▶ **Exercise prompt**:
Reproduce the lines below with "veined leaf surface" swapped for "leaf surface" and nothing else altered. Omit the pictures.

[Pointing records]
►

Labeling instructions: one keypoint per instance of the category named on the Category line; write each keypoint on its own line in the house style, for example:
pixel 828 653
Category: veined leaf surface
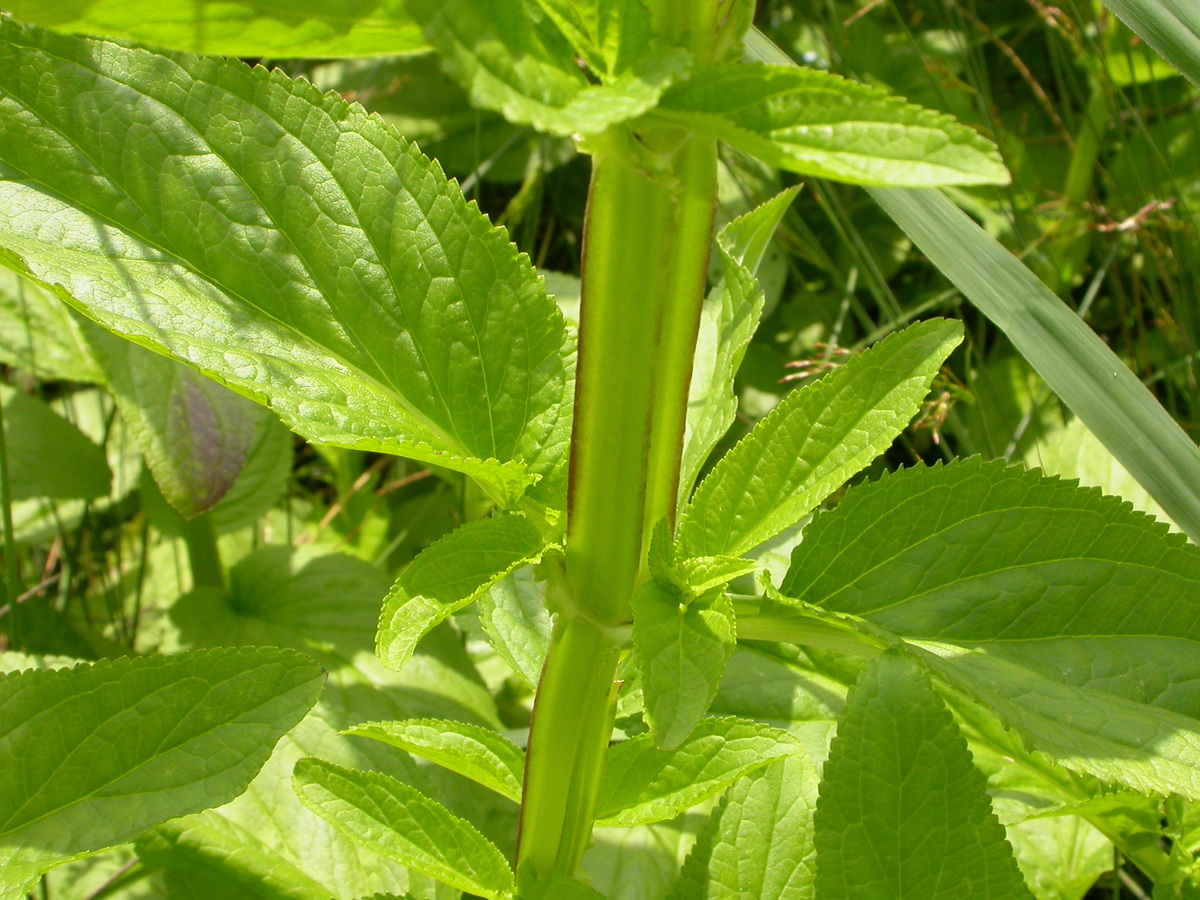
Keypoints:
pixel 513 60
pixel 1072 616
pixel 474 753
pixel 903 811
pixel 450 575
pixel 178 733
pixel 727 322
pixel 815 439
pixel 820 124
pixel 282 241
pixel 643 784
pixel 401 823
pixel 239 28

◄

▶ **Complete answer**:
Labeling instructions: one keypoint per instance of the category named on the Category line; write each keypoint on its own line in the house style, for example:
pixel 828 653
Category: leaf surface
Keypoints:
pixel 513 60
pixel 1072 616
pixel 474 753
pixel 903 811
pixel 450 575
pixel 178 733
pixel 727 322
pixel 815 439
pixel 820 124
pixel 282 241
pixel 643 784
pixel 401 823
pixel 239 28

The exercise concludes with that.